▶ [PAGE EXCERPT]:
By MAYOR DAVE BRONSON AND ALEXIS JOHNSON
Wednesday’s weather was a strong reminder that winter is always nearby. Snowfall in May seemed like an impossible feat, yet less than 48 hours after the closing of Anchorage’s largest low-barrier shelter – temps dropped below freezing and it began to snow. At the time, an estimated 800 people were living unsheltered outdoors. We can and should do better.
This is a warning call before next winter; we need year-round shelter. Cities and towns across the country struggle to provide adequate shelter to those in need, particularly during the winter months. However, the problem of homelessness does not disappear once the snow melts and the temperatures rise. We see this right now with the closure of the Sullivan, the need is higher than ever. Year-round, there is a lack of low-barrier shelter for those experiencing homelessness in Anchorage.
Low-barrier shelters provide a place to sleep and have basic amenities without many of the restrictions that traditional shelters have. For example, low-barrier shelters may allow pets, couples, and people with active substance use disorders. They may also have fewer restrictions or barriers on the time of day when individuals can come and go or allow people to bring in their own belongings.
Unfortunately, many cities do not have enough low-barrier shelters to meet the needs of their homeless populations, Anchorage is no different. This leaves many people on the streets year-round, vulnerable to the elements and without a safe place to sleep at night. The consequences of this lack of shelter can be devastating, leading to illness, injury, and even death.

▶ [ENTRIES PROVIDED]:
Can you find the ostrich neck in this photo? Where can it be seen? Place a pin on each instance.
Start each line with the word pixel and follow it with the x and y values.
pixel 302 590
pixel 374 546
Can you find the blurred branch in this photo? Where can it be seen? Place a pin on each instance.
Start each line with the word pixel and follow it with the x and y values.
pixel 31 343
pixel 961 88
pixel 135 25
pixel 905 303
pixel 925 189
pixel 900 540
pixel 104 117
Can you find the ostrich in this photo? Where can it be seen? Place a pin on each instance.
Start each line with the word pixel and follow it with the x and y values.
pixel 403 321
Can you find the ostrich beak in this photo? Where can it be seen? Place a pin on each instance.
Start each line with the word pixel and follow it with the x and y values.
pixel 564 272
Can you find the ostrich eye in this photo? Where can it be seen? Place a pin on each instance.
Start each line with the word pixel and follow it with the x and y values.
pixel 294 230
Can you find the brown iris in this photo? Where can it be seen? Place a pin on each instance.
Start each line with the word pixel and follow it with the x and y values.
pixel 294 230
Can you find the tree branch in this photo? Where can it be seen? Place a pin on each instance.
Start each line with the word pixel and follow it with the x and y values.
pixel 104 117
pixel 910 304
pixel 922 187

▶ [WHAT TO DO]: In the piece on shelter in Anchorage, how many people were estimated to be living unsheltered outdoors when the temperature dropped below freezing and it began to snow? The items can be set aside; nothing here relies on them.

▶ [TASK RESULT]: An estimated 800 people.